__EXCERPT TO READ__.
● ● ● ●
Beyond Questions: Leveraging ColBERT for Keyphrase Search

TL;DR

This work addresses the gap that dense retrieval models, trained predominantly on question-like queries, struggle with keyphrase search prevalent in academic and professional contexts. It introduces two ColBERT-based rankers, ColBERTKP_QD and ColBERTKP_Q, and an auxiliary monoT5KP model, built on keyphrase-form queries generated by LLMs to create keyphrase-focused training data; training strategies include full joint training or encoder-only training to reduce costs. Across automatically generated and manually annotated keyphrases, the keyphrase-tailored models outperform baselines on keyphrase search while maintaining competitive performance on original question-like queries, and they generalize to other architectures and traditional title-based queries. The findings highlight enhanced semantic and special-token matching and reduced lexical reliance, with practical implications for improving specialised search and enabling robust performance in mixed-query environments. The work also outlines future enhancements such as adopting ColBERTv2, model distillation, and a query-type classifier to dynamically select the appropriate encoder for a given query.

Abstract

While question-like queries are gaining popularity and search engines' users increasingly adopt them, keyphrase search has traditionally been the cornerstone of web search. This query type is also prevalent in specialised search tasks such as academic or professional search, where experts rely on keyphrases to articulate their information needs. However, current dense retrieval models often fail with keyphrase-like queries, primarily because they are mostly trained on question-like ones. This paper introduces a novel model that employs the ColBERT architecture to enhance document ranking for keyphrase queries. For that, given the lack of large keyphrase-based retrieval datasets, we first explore how Large Language Models can convert question-like queries into keyphrase format. Then, using those keyphrases, we train a keyphrase-based ColBERT ranker (ColBERTKP_QD) to improve the performance when working with keyphrase queries. Furthermore, to reduce the training costs associated with training the full ColBERT model, we investigate the feasibility of training only a keyphrase query encoder while keeping the document encoder weights static (ColBERTKP_Q). We assess our proposals' ranking performance using both automatically generated and manually annotated keyphrases. Our results reveal the potential of the late interaction architecture when working under the keyphrase search scenario.
● ● ● ●
__EXTRACTED ENTRIES__.
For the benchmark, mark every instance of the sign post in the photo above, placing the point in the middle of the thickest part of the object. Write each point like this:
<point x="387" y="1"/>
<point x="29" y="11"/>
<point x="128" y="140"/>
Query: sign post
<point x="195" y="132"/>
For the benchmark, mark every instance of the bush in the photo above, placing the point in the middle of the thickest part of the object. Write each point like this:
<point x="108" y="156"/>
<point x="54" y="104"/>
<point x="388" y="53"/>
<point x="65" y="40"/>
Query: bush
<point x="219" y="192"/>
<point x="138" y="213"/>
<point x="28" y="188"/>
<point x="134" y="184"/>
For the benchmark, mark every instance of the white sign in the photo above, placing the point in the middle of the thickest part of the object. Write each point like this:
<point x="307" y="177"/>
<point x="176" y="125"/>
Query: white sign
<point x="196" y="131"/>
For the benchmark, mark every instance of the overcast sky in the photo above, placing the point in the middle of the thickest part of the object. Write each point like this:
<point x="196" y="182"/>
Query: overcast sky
● ● ● ●
__TO DO__.
**1.** Translate this sentence from the ColBERT keyphrase search text into Spanish: "This query type is also prevalent in specialised search tasks such as academic or professional search, where experts rely on keyphrases to articulate their information needs."
**2.** Continue the ColBERT keyphrase search text from the point where it stops.

__ANSWERS TO THIS EXERCISE__.
**1.** Este tipo de consulta también es frecuente en tareas de búsqueda especializada, como la búsqueda académica o profesional, donde los expertos recurren a frases clave para expresar sus necesidades de información.

**2.**
Paper Structure

This paper contains 28 sections, 7 equations, 4 figures, 11 tables.

Figures (4)

  • Figure 1: Training process of the ColBERTKP$_{Q}$ model using the transformed MSMarco training triples.
  • Figure 2: ColBERT and ColBERTKP$_{Q}$ interaction for query 962179 (in both original and keyphrase format) and passage 2329699 (shortened). Darker shading in the interaction matrix denotes higher similarity, while the × symbol highlights the document embedding (row) with the highest similarity for each query embedding (column). The histogram above illustrates each query embedding's contribution to the documents's final score, with shading indicating the magnitude of the contribution.
  • Figure 3: Performance across different types of queries according to the query type taxonomy presented by bolotova2022non. Original and Mistral keyphrases bars show the delta between using ColBERTKP$_{Q}$ and ColBERT as the retrieval model. ColBERTKP$_{Q}$ and ColBERT bars show the delta between using keyphrases and original queries.
  • Figure 4: Representation of each matching type.